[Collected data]
- - - - - - -

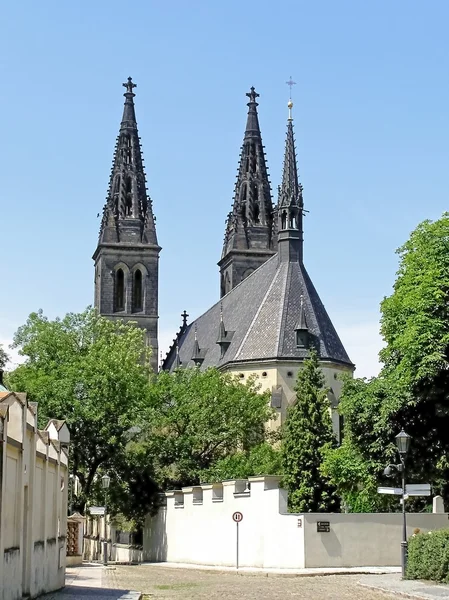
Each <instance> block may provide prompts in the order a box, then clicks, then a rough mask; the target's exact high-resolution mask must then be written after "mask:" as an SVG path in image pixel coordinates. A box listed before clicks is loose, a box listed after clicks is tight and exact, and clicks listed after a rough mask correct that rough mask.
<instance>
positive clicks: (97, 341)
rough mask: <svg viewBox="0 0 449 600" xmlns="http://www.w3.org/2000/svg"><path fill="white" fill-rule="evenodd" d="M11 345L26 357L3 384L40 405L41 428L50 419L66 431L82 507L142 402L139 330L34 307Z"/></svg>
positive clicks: (112, 460)
mask: <svg viewBox="0 0 449 600" xmlns="http://www.w3.org/2000/svg"><path fill="white" fill-rule="evenodd" d="M14 344H15V346H16V347H17V348H19V351H20V354H21V355H23V356H24V357H26V360H25V362H24V364H22V365H20V366H19V367H17V369H16V370H15V371H14V372H13V373H12V374H11V375H10V378H9V382H10V385H11V386H12V387H13V389H14V390H16V391H24V392H27V394H28V396H29V399H30V400H33V401H37V402H38V403H39V417H40V424H41V426H43V425H44V424H45V423H46V422H47V420H48V419H49V418H57V419H65V420H66V422H67V425H68V427H69V429H70V435H71V447H70V448H71V453H70V460H71V464H70V468H71V473H73V474H74V475H76V476H78V478H79V480H80V483H81V486H82V494H81V495H80V497H79V498H78V499H77V503H78V508H80V509H82V508H83V506H84V503H85V501H86V499H87V498H88V497H89V496H90V495H91V493H92V492H93V490H94V478H95V475H96V474H97V471H98V469H100V468H102V467H103V468H110V467H111V466H112V465H113V464H114V460H115V459H116V457H117V456H119V455H120V454H121V453H122V452H123V451H124V449H125V447H126V445H127V444H128V443H129V435H130V434H129V431H130V428H131V427H132V426H133V425H134V423H135V421H136V419H138V418H139V415H141V414H142V412H143V409H144V407H145V406H146V403H147V401H148V388H149V386H148V382H149V367H148V355H147V353H146V352H147V351H146V348H145V343H144V333H143V331H142V330H141V329H138V328H137V327H135V326H133V324H125V323H122V322H116V321H110V320H108V319H105V318H103V317H101V316H99V315H98V314H97V313H96V312H95V311H94V310H92V309H87V310H86V311H84V312H83V313H81V314H72V313H71V314H68V315H66V317H64V318H63V319H56V320H54V321H50V320H49V319H48V318H47V317H45V316H44V314H43V313H42V311H39V312H37V313H32V314H31V315H30V316H29V318H28V320H27V322H26V323H25V325H23V326H22V327H20V328H19V330H18V331H17V333H16V335H15V338H14Z"/></svg>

- - - - - - -

• **What you will do**
Please format the lines of the records as a JSON list of strings, one string per line with blank lines skipped, starting at the beginning of the records and stopping after the line that contains "positive clicks: (112, 460)". Leave the pictures out of the list.

• **Exercise solution**
[
  "Each <instance> block may provide prompts in the order a box, then clicks, then a rough mask; the target's exact high-resolution mask must then be written after \"mask:\" as an SVG path in image pixel coordinates. A box listed before clicks is loose, a box listed after clicks is tight and exact, and clicks listed after a rough mask correct that rough mask.",
  "<instance>",
  "positive clicks: (97, 341)",
  "rough mask: <svg viewBox=\"0 0 449 600\" xmlns=\"http://www.w3.org/2000/svg\"><path fill=\"white\" fill-rule=\"evenodd\" d=\"M11 345L26 357L3 384L40 405L41 428L50 419L66 431L82 507L142 402L139 330L34 307Z\"/></svg>",
  "positive clicks: (112, 460)"
]